What is being asked:
Please copy each line below that contains the word "vanity".
Input data section start
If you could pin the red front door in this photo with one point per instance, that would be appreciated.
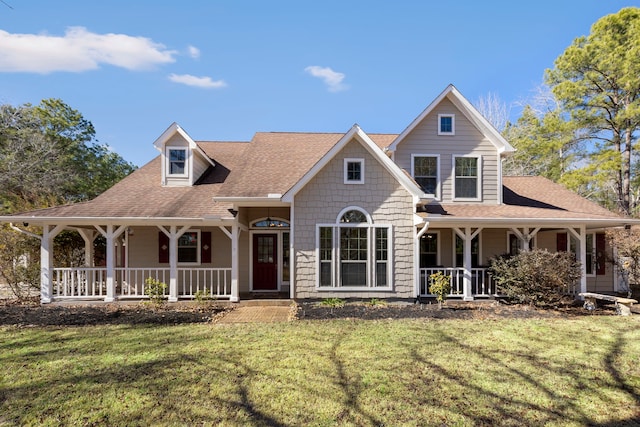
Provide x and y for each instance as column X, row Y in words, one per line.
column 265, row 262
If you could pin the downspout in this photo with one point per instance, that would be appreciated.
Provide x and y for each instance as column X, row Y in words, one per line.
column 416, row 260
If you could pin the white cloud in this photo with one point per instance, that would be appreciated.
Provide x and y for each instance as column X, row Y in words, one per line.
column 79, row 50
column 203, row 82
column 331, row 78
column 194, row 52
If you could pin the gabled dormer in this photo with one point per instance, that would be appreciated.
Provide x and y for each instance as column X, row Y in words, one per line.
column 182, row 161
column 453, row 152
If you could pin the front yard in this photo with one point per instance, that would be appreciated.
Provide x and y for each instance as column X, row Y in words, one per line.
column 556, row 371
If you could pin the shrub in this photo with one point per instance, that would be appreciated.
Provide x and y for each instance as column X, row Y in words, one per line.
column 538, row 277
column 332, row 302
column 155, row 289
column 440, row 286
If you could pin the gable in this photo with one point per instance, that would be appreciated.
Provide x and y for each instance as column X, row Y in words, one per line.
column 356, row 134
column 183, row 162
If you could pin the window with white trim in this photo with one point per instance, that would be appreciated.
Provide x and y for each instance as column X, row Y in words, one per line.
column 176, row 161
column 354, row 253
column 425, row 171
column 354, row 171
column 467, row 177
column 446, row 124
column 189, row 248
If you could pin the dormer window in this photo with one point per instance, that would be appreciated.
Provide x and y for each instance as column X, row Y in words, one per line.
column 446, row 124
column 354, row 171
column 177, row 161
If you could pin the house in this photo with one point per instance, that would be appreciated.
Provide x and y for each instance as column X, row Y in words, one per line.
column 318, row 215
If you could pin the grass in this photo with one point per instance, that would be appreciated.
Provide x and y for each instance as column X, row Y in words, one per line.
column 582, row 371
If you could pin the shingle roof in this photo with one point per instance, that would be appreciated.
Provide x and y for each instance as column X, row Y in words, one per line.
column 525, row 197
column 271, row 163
Input data section end
Input data section start
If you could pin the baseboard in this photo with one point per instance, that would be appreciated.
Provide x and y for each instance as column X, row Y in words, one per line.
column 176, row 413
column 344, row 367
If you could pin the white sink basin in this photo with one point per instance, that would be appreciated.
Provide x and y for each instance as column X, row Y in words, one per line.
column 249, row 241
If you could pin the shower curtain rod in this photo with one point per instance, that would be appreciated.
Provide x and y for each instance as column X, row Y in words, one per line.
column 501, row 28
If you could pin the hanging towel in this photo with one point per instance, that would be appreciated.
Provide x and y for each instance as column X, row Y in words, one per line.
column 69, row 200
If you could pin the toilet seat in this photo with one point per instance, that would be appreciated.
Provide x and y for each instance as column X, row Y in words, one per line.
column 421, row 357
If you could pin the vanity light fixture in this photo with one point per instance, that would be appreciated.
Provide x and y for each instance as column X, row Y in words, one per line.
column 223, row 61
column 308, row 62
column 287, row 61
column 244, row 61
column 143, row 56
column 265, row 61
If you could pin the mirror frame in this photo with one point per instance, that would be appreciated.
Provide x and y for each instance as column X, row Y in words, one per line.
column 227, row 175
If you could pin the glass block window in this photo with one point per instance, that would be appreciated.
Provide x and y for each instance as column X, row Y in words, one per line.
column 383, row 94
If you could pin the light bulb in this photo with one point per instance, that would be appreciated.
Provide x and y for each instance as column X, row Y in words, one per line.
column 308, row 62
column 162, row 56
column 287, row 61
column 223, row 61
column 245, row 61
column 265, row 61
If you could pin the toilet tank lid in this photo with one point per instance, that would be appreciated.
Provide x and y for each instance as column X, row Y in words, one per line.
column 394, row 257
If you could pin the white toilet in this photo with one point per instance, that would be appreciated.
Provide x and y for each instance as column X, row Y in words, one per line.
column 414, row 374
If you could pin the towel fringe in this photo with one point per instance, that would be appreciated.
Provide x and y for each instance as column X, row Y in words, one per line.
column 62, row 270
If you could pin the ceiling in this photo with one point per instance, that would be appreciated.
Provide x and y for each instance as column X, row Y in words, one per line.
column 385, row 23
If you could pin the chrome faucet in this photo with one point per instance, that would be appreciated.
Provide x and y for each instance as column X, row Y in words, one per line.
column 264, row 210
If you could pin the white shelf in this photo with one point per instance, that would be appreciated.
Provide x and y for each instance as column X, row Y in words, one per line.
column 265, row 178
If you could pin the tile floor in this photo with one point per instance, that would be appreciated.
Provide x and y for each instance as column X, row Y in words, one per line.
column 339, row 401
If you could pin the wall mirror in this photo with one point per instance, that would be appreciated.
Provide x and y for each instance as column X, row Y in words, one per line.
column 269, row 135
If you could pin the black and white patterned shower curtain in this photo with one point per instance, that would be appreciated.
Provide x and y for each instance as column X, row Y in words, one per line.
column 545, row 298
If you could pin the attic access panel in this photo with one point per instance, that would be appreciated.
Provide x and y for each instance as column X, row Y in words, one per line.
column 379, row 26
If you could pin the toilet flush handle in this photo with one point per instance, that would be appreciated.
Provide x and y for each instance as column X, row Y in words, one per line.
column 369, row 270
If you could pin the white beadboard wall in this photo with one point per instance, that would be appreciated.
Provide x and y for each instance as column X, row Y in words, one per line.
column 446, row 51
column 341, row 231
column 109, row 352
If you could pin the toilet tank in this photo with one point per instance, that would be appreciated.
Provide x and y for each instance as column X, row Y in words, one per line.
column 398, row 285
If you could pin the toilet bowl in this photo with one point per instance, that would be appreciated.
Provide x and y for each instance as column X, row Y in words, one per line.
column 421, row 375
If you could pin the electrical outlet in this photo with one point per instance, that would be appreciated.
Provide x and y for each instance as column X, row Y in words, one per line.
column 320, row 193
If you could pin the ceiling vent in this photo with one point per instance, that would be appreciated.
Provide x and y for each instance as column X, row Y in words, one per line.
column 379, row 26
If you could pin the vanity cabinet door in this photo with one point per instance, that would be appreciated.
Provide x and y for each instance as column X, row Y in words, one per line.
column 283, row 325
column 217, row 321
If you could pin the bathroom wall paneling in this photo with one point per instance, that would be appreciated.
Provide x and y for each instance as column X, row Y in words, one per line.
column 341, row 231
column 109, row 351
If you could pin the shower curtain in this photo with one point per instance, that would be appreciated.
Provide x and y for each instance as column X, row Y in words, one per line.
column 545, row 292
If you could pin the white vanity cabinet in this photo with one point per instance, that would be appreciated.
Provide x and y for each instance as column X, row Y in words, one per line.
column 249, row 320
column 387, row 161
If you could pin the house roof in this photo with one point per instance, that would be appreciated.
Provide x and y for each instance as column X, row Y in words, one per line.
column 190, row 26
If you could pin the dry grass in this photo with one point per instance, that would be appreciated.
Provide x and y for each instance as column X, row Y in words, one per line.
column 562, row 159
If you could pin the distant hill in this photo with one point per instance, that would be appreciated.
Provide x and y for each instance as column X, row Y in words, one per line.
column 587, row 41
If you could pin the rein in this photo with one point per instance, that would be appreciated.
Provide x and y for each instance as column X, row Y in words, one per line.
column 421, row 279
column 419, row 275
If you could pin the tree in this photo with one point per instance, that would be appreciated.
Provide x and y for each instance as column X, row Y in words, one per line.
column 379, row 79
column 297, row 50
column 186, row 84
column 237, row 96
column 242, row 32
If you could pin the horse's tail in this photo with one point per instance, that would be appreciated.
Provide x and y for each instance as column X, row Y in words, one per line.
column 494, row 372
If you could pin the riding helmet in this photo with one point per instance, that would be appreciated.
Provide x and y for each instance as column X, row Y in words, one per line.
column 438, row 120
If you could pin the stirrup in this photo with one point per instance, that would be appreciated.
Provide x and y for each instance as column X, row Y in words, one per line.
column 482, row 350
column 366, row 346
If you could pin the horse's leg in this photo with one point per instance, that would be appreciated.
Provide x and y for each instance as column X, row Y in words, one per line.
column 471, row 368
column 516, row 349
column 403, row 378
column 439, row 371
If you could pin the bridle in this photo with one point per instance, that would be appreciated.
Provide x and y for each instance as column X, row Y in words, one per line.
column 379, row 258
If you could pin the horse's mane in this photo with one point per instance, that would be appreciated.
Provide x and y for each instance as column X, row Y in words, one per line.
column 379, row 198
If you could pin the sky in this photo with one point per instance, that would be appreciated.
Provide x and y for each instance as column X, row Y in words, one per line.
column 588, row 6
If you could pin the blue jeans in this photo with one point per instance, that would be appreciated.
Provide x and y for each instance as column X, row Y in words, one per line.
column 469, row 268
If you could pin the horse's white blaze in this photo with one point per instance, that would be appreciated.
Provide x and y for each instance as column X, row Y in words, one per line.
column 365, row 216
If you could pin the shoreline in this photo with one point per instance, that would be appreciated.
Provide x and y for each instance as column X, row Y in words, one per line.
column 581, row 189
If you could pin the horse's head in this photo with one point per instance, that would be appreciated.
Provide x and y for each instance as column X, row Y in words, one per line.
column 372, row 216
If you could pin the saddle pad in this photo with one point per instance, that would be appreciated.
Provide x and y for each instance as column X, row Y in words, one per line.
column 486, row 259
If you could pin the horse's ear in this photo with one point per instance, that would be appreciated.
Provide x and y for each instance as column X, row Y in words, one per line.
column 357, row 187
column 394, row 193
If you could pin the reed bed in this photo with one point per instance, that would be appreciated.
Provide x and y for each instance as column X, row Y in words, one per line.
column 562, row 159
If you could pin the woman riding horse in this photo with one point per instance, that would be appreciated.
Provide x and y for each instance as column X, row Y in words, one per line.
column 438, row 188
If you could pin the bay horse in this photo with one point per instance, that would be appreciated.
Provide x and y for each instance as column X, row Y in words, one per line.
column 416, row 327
Input data section end
Solution for this task:
If you could pin the vanity light fixture in this photo with one point per instance, that would be appreciated.
If you could pin the vanity cabinet door in this photo with one point per instance, that would be appreciated.
If you could pin the white vanity cabinet in this photo with one point per instance, that would be appreciated.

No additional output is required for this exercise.